PROBLEM: Report, from the records below, every line where the word "vertical" appears.

RECORDS FOR THE EXERCISE:
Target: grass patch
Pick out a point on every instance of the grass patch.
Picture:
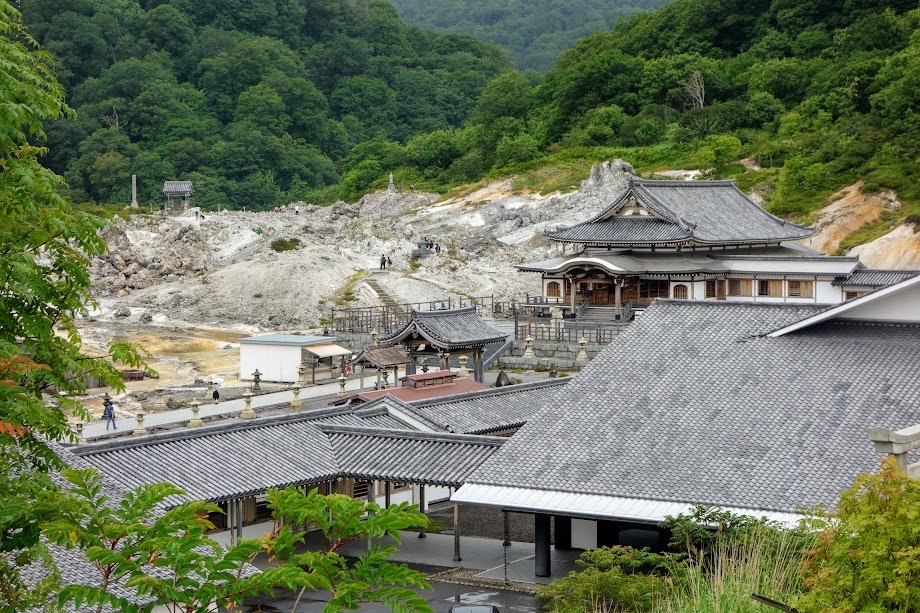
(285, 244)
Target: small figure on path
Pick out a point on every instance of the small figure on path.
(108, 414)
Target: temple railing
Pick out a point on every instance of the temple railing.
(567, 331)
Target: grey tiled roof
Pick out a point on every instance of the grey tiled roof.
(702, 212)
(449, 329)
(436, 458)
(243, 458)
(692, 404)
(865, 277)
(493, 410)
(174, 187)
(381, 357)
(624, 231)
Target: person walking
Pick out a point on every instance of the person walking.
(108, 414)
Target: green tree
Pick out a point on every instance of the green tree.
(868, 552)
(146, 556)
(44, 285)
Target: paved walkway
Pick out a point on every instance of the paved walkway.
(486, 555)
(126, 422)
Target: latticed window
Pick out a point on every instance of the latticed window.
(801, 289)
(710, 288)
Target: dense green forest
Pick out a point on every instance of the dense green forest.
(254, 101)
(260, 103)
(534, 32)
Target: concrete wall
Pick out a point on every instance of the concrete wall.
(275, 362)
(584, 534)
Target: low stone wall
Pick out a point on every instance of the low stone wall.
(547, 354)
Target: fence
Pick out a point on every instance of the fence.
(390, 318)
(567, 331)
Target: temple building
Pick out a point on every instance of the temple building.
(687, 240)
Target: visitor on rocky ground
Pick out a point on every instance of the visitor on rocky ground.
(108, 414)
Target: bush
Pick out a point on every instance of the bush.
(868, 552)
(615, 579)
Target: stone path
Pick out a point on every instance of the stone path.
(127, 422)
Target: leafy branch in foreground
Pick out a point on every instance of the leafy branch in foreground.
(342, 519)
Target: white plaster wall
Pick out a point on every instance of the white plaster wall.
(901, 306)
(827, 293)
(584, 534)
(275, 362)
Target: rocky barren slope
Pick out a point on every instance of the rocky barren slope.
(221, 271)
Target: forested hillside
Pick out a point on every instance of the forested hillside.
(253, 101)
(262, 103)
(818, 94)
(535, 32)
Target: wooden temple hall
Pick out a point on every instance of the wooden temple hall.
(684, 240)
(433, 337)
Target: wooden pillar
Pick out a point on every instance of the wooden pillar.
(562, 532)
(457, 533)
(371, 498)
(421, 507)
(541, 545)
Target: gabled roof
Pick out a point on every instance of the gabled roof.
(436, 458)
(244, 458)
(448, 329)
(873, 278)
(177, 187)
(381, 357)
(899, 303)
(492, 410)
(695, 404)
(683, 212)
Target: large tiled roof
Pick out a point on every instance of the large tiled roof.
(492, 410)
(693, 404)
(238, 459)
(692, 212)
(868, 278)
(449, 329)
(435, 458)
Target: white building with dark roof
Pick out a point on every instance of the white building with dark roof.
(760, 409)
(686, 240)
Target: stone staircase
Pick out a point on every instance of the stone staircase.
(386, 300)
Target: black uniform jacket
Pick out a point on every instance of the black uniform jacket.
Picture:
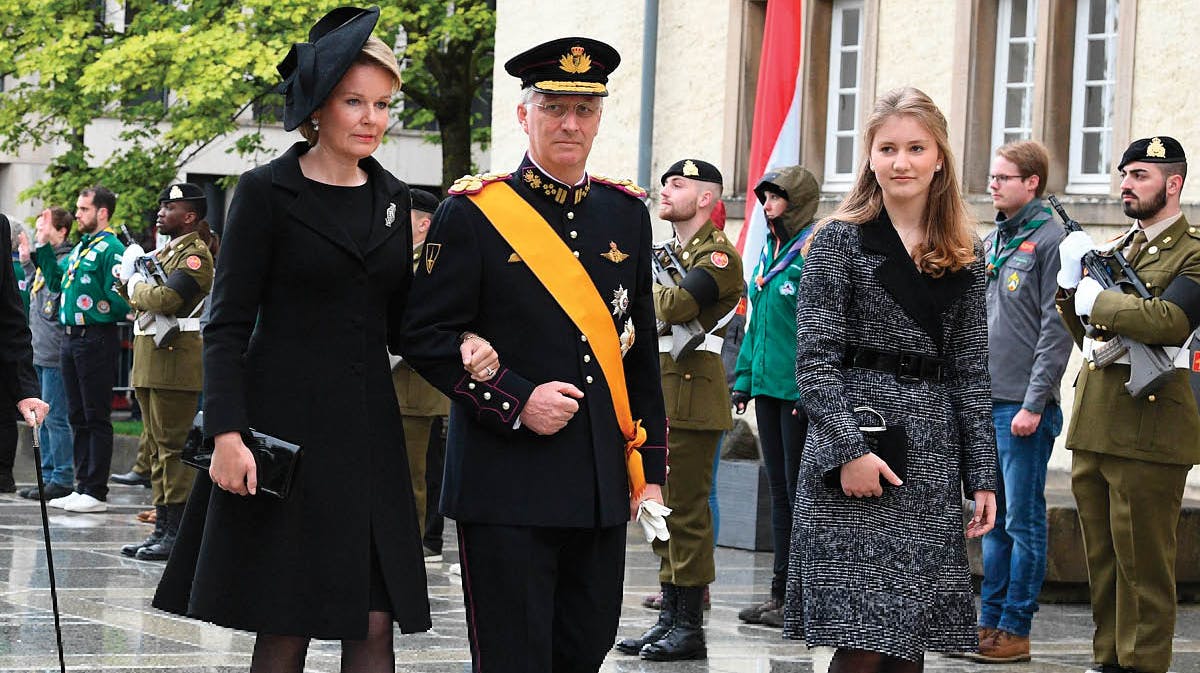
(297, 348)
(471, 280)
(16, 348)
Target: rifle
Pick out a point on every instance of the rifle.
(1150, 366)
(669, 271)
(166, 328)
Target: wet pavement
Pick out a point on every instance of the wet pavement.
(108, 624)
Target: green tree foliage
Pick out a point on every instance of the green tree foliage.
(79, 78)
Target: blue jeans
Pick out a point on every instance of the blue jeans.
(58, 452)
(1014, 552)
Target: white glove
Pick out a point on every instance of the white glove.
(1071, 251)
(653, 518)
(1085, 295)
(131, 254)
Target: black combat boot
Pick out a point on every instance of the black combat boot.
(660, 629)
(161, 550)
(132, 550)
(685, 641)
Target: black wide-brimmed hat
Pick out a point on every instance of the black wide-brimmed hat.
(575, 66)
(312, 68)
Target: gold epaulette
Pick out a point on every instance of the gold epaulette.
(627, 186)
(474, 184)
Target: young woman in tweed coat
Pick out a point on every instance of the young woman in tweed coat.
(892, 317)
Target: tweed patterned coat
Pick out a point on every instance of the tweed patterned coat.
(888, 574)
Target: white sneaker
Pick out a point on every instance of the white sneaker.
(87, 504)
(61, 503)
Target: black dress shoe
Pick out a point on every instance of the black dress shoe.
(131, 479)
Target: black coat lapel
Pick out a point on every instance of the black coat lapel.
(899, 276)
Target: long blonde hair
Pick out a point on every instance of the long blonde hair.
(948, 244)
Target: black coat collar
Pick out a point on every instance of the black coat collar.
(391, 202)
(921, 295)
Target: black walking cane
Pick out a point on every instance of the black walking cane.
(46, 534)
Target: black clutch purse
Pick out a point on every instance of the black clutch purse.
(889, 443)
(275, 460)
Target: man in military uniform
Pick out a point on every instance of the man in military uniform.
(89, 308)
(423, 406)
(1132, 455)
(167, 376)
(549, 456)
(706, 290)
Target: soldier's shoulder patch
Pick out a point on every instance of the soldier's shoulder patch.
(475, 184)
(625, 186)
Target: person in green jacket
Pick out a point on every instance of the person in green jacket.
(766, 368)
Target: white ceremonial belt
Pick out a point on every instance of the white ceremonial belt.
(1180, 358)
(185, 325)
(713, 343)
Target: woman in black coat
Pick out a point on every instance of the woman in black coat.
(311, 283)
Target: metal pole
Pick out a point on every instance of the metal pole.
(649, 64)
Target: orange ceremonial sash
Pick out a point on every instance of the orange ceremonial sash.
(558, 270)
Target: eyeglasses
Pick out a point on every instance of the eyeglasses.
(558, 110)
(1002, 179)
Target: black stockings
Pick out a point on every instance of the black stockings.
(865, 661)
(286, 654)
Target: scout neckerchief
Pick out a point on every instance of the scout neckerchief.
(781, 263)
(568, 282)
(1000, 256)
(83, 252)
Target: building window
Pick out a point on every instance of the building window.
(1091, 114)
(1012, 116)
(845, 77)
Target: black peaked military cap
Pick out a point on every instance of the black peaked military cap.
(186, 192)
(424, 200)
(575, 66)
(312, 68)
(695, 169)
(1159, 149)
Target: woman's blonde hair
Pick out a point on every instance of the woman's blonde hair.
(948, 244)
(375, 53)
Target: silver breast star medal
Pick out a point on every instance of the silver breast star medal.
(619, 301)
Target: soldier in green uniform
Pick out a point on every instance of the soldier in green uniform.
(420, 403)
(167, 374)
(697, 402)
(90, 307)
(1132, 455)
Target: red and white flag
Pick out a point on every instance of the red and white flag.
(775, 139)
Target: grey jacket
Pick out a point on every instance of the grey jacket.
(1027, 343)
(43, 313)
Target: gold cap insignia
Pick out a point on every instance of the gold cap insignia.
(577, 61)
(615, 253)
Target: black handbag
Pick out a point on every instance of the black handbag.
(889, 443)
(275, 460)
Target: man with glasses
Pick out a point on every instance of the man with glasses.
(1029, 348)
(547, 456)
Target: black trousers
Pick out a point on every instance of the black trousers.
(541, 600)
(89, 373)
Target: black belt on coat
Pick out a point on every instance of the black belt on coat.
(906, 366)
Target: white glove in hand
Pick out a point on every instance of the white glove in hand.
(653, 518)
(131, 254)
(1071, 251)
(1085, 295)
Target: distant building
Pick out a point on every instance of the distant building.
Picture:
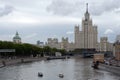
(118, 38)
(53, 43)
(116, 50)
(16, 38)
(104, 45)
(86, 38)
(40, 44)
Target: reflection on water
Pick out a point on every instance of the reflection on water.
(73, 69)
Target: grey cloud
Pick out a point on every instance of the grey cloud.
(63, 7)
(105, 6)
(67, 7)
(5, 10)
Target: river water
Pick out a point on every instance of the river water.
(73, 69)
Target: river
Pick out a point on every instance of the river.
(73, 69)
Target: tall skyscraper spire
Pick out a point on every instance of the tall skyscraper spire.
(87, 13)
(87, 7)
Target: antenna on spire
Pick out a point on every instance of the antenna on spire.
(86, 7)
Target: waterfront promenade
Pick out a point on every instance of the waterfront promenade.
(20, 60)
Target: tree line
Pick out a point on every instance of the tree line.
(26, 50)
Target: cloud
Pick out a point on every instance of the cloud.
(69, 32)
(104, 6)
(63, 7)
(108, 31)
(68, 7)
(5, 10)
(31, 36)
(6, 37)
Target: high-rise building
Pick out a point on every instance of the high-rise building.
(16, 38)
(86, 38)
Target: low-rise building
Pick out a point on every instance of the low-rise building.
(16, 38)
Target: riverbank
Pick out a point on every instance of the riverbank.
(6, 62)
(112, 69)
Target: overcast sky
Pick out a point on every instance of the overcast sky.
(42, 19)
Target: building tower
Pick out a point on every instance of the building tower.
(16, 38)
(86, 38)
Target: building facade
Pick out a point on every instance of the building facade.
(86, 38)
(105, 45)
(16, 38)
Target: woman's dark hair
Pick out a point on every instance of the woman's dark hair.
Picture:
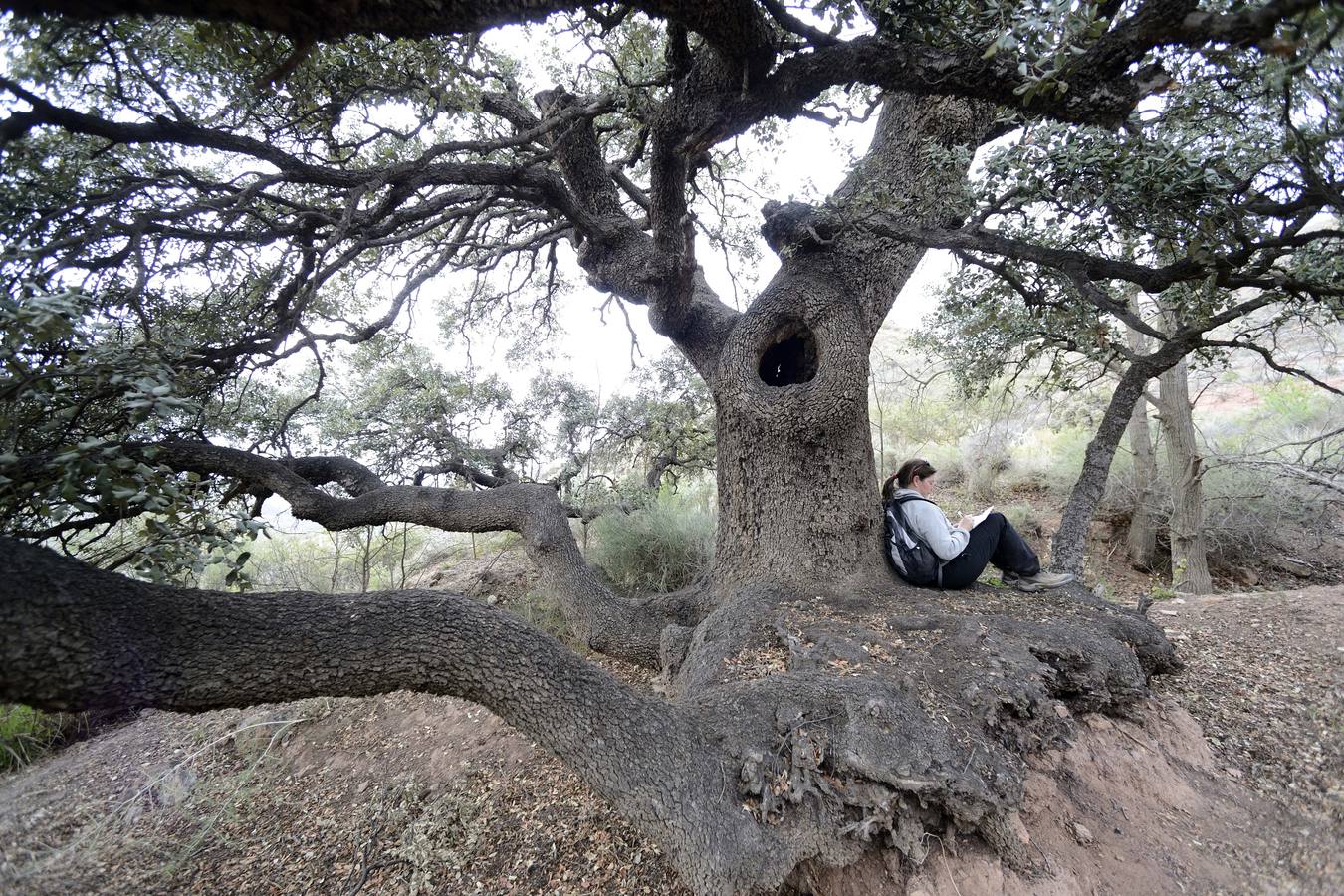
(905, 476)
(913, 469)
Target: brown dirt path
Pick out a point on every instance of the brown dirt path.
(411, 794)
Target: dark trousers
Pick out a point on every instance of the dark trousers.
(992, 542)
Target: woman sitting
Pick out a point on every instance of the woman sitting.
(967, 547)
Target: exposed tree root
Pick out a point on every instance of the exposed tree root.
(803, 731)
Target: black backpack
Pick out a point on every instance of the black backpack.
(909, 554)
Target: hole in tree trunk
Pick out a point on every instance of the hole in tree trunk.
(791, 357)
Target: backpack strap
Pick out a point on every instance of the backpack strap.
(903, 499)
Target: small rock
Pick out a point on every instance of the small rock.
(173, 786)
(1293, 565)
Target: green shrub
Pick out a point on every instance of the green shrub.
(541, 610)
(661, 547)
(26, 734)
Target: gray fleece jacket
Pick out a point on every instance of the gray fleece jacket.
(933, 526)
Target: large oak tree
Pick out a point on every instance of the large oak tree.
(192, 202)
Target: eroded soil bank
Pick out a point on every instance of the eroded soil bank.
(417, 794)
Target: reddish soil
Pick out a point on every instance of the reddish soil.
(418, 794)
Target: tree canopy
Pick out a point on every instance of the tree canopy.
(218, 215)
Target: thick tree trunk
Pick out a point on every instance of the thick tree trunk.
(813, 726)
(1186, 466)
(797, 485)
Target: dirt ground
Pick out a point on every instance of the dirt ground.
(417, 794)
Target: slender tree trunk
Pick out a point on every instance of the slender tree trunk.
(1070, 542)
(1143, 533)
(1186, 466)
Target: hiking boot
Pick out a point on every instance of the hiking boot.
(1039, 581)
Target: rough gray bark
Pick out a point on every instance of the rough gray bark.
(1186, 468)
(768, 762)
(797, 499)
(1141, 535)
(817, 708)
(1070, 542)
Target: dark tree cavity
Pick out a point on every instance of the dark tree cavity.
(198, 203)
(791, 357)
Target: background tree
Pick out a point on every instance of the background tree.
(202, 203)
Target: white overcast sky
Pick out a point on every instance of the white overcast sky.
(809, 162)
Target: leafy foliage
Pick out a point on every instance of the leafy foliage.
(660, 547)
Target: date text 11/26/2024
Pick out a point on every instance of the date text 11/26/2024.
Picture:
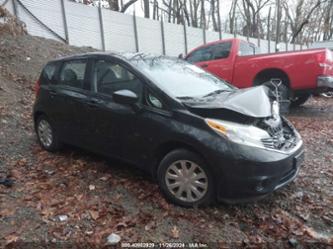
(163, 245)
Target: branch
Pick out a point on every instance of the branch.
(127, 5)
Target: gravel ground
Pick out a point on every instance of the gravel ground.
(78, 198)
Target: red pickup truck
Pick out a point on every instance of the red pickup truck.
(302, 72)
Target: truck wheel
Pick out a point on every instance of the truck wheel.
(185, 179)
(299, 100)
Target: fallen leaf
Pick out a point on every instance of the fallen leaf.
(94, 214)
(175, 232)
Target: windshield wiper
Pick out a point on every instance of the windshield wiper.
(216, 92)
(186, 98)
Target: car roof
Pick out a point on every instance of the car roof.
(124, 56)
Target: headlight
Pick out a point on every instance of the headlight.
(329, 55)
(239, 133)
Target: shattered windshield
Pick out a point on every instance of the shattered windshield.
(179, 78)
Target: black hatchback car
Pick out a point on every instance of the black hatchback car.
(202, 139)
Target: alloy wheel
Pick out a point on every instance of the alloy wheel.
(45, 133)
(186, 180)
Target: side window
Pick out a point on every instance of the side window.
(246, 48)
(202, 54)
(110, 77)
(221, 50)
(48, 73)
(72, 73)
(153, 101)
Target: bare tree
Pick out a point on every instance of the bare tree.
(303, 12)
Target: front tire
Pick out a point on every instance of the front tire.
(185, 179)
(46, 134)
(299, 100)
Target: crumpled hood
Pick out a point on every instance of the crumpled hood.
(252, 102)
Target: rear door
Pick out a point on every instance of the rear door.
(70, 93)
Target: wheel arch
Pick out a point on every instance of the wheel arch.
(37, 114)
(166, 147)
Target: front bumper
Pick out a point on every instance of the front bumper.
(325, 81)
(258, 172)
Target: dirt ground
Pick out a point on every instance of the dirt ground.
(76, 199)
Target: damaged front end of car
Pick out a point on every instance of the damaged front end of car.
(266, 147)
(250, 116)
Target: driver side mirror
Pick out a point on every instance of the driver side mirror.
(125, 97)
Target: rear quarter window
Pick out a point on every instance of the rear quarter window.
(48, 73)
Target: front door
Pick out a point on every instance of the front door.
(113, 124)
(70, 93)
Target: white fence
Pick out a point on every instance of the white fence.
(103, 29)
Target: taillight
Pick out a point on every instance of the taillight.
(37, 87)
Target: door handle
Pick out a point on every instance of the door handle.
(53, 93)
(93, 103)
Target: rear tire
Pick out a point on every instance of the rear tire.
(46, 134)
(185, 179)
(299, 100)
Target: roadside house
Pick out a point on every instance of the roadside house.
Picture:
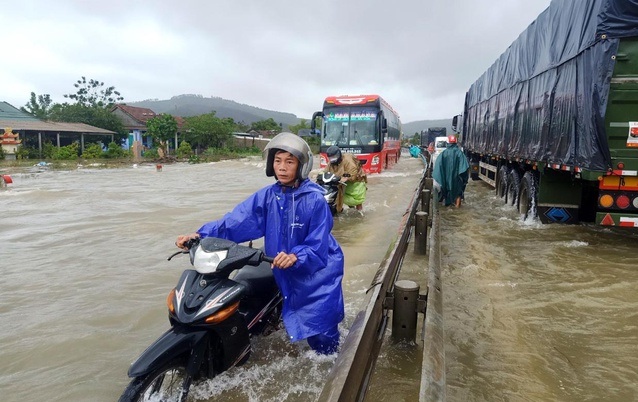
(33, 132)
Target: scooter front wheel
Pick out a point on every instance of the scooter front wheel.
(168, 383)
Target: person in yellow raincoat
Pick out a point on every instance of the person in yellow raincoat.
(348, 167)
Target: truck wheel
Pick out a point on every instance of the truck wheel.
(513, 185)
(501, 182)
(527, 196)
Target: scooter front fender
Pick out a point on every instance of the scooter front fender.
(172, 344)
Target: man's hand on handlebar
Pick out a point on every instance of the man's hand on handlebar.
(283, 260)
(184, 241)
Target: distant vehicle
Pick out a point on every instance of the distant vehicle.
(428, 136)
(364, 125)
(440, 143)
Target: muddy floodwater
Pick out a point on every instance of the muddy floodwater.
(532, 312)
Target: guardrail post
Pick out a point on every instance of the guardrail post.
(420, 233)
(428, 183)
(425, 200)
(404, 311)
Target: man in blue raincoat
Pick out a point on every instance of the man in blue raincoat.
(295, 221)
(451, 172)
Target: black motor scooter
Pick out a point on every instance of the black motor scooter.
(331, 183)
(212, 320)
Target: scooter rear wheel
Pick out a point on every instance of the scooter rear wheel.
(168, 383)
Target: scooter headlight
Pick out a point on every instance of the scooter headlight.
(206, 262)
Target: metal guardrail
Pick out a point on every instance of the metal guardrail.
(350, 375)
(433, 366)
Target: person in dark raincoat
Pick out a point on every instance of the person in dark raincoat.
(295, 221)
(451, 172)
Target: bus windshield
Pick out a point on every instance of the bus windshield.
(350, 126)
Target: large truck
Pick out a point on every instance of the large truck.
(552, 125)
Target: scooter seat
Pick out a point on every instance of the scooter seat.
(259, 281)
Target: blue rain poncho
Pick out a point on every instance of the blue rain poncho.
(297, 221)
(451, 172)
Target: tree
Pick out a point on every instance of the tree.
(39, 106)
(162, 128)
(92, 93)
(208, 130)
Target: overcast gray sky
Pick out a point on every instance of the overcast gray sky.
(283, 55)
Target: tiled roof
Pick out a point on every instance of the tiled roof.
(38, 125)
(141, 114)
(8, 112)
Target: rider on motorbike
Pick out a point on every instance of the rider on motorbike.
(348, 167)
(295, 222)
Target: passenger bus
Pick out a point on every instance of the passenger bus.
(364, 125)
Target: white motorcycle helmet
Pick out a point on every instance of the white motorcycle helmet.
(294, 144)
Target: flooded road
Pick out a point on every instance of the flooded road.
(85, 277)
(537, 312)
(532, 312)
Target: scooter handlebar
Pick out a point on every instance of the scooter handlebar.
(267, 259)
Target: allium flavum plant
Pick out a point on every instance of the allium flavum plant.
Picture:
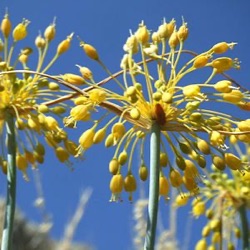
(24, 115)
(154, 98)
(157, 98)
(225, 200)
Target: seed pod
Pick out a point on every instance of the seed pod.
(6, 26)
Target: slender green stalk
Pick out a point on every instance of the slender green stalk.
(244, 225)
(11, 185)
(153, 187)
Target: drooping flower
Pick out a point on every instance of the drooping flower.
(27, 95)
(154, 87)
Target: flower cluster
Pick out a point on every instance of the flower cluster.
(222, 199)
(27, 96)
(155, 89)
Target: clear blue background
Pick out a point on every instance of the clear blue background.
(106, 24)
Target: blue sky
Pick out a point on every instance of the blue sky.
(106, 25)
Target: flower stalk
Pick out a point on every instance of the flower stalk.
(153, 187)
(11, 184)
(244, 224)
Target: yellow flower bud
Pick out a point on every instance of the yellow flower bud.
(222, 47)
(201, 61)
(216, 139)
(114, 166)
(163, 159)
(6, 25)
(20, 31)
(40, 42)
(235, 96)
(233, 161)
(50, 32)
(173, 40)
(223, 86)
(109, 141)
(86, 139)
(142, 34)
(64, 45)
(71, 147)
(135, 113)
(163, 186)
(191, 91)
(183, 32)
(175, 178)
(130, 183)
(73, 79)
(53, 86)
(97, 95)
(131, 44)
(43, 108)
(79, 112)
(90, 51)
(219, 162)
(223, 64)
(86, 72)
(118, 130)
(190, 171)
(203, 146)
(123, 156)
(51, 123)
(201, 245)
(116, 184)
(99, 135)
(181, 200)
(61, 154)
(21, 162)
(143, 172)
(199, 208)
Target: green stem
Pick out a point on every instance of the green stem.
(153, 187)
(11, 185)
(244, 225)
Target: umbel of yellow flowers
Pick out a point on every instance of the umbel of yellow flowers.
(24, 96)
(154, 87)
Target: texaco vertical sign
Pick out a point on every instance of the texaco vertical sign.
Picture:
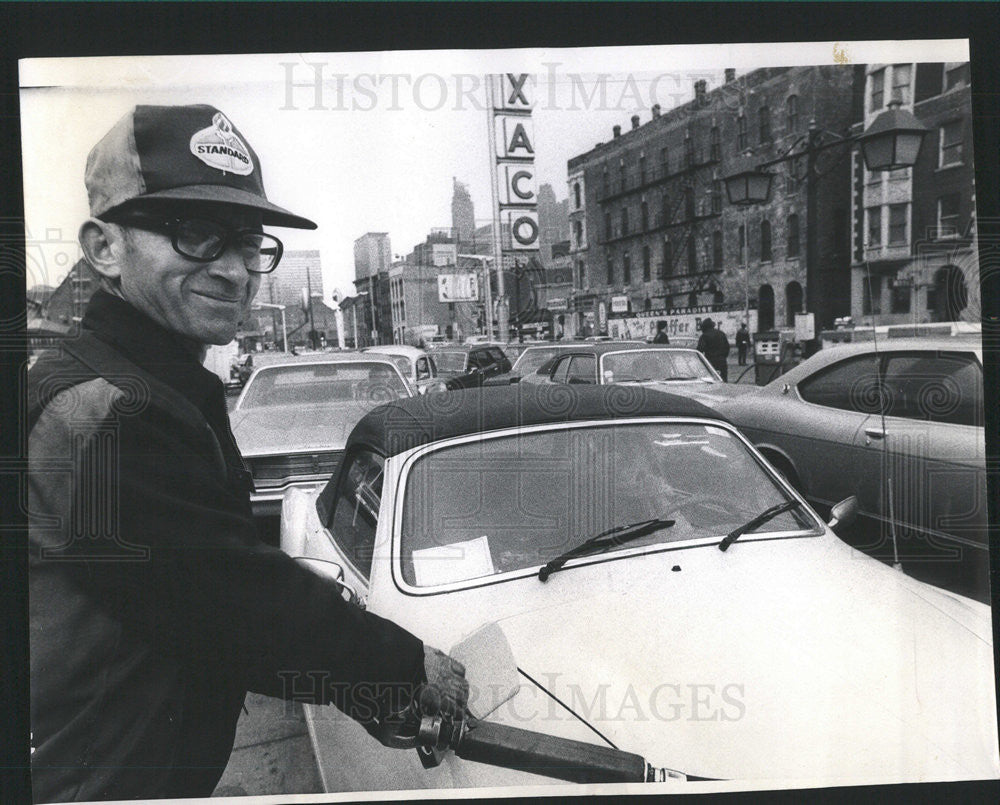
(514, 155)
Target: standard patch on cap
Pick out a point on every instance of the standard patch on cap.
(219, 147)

RESPONSE TO THIS EXERCISE:
Target: texaco vertical sign
Pick out a point on every instance of the texaco vertical sign.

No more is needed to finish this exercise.